++++ The input

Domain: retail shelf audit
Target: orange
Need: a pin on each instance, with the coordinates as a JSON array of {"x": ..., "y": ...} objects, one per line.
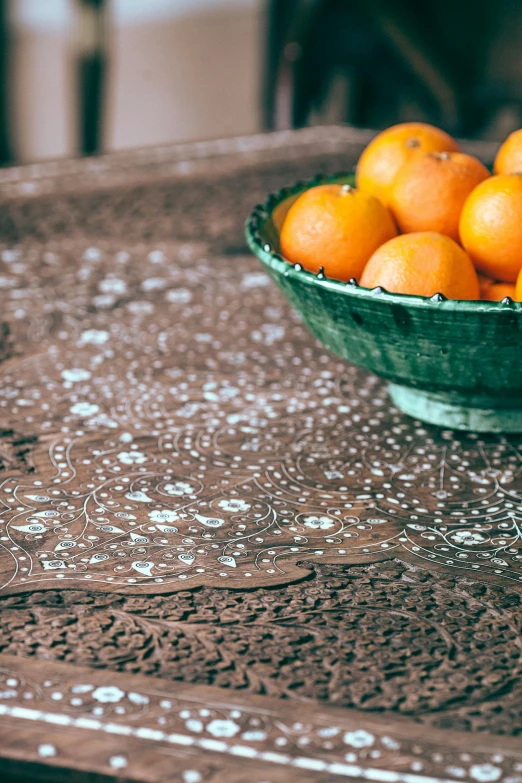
[
  {"x": 430, "y": 189},
  {"x": 386, "y": 153},
  {"x": 484, "y": 283},
  {"x": 336, "y": 227},
  {"x": 423, "y": 263},
  {"x": 491, "y": 226},
  {"x": 497, "y": 291},
  {"x": 509, "y": 156},
  {"x": 518, "y": 288}
]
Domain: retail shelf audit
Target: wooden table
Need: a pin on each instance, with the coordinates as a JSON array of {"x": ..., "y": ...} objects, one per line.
[{"x": 224, "y": 555}]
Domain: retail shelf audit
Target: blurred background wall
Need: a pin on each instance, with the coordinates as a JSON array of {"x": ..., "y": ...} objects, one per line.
[
  {"x": 177, "y": 70},
  {"x": 87, "y": 76}
]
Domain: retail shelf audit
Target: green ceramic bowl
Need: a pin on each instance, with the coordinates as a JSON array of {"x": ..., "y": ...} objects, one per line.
[{"x": 457, "y": 364}]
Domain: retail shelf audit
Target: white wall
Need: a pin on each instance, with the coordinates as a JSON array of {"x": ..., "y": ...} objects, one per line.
[{"x": 179, "y": 70}]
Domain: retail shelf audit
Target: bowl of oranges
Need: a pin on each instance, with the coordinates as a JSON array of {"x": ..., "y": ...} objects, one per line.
[{"x": 411, "y": 268}]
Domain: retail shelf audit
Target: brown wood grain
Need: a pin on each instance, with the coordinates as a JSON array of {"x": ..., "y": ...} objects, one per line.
[{"x": 191, "y": 488}]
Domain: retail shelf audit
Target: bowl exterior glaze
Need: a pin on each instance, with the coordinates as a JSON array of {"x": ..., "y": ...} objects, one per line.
[{"x": 454, "y": 363}]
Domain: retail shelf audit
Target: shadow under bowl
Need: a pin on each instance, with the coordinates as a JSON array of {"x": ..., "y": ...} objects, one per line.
[{"x": 457, "y": 364}]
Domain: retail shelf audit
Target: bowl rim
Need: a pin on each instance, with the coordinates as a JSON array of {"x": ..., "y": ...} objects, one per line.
[{"x": 275, "y": 261}]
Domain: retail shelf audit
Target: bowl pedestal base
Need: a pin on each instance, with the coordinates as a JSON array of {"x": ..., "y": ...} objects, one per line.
[{"x": 456, "y": 411}]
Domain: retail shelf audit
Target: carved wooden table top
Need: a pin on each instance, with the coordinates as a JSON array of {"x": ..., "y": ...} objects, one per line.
[{"x": 192, "y": 489}]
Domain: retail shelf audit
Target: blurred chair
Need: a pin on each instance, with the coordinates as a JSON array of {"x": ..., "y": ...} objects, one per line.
[
  {"x": 92, "y": 43},
  {"x": 90, "y": 38}
]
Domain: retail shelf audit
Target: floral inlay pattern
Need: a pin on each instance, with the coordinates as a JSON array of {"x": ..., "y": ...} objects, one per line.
[{"x": 175, "y": 441}]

++++++++

**Written problem**
Copy out all the entries exactly. Images stay out of the copy.

**Full answer**
Domain: retail shelf audit
Target: orange
Need: a pin on each instance, with the coordinates as a JSON array of {"x": ..., "y": ...} objects, one per line.
[
  {"x": 430, "y": 189},
  {"x": 386, "y": 153},
  {"x": 484, "y": 283},
  {"x": 336, "y": 227},
  {"x": 423, "y": 263},
  {"x": 491, "y": 226},
  {"x": 497, "y": 291},
  {"x": 509, "y": 156},
  {"x": 518, "y": 288}
]
Domain: retail shelf audit
Target: wooden table
Need: a pin on each instance, with the coordinates as a JSON array of {"x": ..., "y": ...} objects, one per line.
[{"x": 224, "y": 555}]
Domain: retail shelf audit
Target: blurred background wall
Need: a pin on each instance, with the coordinates as a JSON array of {"x": ..., "y": ...} objects, one per line.
[
  {"x": 177, "y": 70},
  {"x": 87, "y": 76}
]
Domain: retail shelf audit
Target: green ceramic bowl
Need: a pin on each instance, with the coordinates as a JSON array of {"x": ..., "y": ...} objects, one per line.
[{"x": 457, "y": 364}]
Domain: retail shelf audit
Target: white wall
Need: a pin on each instance, with the coordinates as a JSON array of {"x": ..., "y": ...} objects, one per line.
[{"x": 179, "y": 70}]
Domain: retail shelf audit
Target: bowl of oranges
Need: a pin on each instance, with the coordinates as a JSON array of {"x": ..., "y": ...} objects, one per line.
[{"x": 411, "y": 268}]
Domain: retail shelf audit
Target: brown wood grain
Need: a pin on each instance, with the coordinates as a JSON array of {"x": ..., "y": ...} objects, one per line.
[{"x": 191, "y": 488}]
Domain: retail shelf audit
Target: bowl exterior glaze
Need: a pin on each instance, with the coordinates as a JSON array of {"x": ..., "y": ...} objects, one per line.
[{"x": 454, "y": 363}]
Domain: retail shelf audit
Target: shadow under bowl
Need: a pin on each instance, with the coordinates as a JSON array of {"x": ..., "y": ...} objects, one per line.
[{"x": 457, "y": 364}]
Domain: retail shelf audit
Target: bowl rim
Need: a pin on each instance, with the coordinates as a JSON array of {"x": ..., "y": ...} objects, one per line.
[{"x": 275, "y": 261}]
Domain: retail shelf audit
Target: bowl pedestal base
Need: a pin on each instance, with the coordinates as a JSON array of {"x": ..., "y": ...} objects, one per line.
[{"x": 456, "y": 411}]
Domain: retail shelf audit
Target: carved wooden table top
Need: a pin on each instance, with the coordinates as a JSON array of {"x": ..., "y": ...} objects, one per line.
[{"x": 192, "y": 489}]
Domain: retail shelf audit
Target: blurred chair
Need: a pin on each instance, with the coordinates as a JSON array of {"x": ..., "y": ...} objects, one per line.
[
  {"x": 92, "y": 43},
  {"x": 90, "y": 38}
]
Domain: retail shelf audit
Target: floral inlay pattern
Need: a pin on each instance, with the coordinates as a JSON array of {"x": ..., "y": ...} objects, one per line.
[{"x": 175, "y": 441}]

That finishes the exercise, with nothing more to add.